┌──

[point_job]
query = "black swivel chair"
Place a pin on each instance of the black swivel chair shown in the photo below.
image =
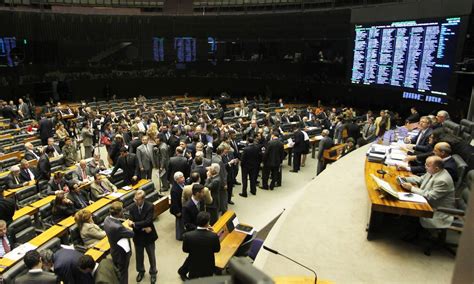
(462, 197)
(27, 195)
(15, 271)
(21, 230)
(151, 194)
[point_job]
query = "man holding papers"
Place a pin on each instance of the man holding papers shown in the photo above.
(438, 188)
(118, 236)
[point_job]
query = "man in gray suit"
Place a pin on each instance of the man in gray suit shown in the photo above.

└──

> [Task] Tally the lines of the data that contain the string "swivel", and report nothing but the tally.

> [Exercise output] 2